> _Requirements_: Write out every one of the entries below word for word, omitting the pictures.

> _Extracted entries_:
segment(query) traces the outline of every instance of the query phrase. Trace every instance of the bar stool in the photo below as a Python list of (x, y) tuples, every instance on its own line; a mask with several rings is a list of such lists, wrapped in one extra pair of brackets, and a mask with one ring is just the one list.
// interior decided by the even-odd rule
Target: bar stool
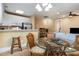
[(20, 37), (13, 37), (12, 38), (12, 45), (11, 45), (11, 54), (13, 54), (13, 49), (18, 47), (22, 51)]

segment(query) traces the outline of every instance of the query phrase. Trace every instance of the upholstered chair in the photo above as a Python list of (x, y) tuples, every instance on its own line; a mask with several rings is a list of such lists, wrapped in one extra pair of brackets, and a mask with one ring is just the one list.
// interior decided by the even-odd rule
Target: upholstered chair
[(34, 35), (32, 33), (29, 33), (26, 38), (28, 40), (31, 55), (40, 56), (45, 54), (45, 49), (36, 45)]

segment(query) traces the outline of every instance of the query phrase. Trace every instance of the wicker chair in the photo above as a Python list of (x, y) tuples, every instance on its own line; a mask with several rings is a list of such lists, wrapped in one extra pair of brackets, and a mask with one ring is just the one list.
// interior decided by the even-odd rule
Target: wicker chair
[(28, 44), (30, 47), (30, 53), (33, 56), (43, 56), (45, 54), (45, 49), (38, 47), (34, 42), (34, 35), (29, 33), (27, 36)]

> _Output below_:
segment(query) traces the outline of every instance of the query phrase. Trace every instance of the bar stool in the photo below as a Python list of (x, y) tuples, every instance on its own line; a mask with several rings is a list of such lists, wrapped in one extra pair of brackets, and a mask with one ring is just the one list.
// interior decided by the even-odd rule
Target: bar stool
[(20, 37), (13, 37), (12, 38), (12, 45), (11, 45), (11, 54), (13, 54), (13, 49), (18, 47), (22, 51)]

segment(query) traces the outline of every instance of the query phrase. Trace every instance of the upholstered chair in the photo above as a Python list of (x, y) tuples, every instance on its own line; a mask with several rings is a list of such lists, wrapped in one extra pair of brackets, and a mask with one ring is just the one list.
// interior decided by the even-odd rule
Target: upholstered chair
[(34, 35), (32, 33), (29, 33), (26, 38), (28, 40), (31, 55), (40, 56), (45, 54), (45, 49), (36, 45)]

segment(query) traces the outline of every instance of the query phrase. Trace every instance of the wicker chair in the photo above as a Python list of (x, y) tuples, every instance on its own line; a mask with several rings is a list of such lists, wrapped in one extra pair of brackets, and a mask with one ring is just the one list.
// interior decided by the even-odd rule
Target: wicker chair
[(28, 44), (30, 47), (30, 53), (33, 56), (43, 56), (45, 54), (45, 49), (38, 47), (34, 42), (34, 35), (29, 33), (27, 36)]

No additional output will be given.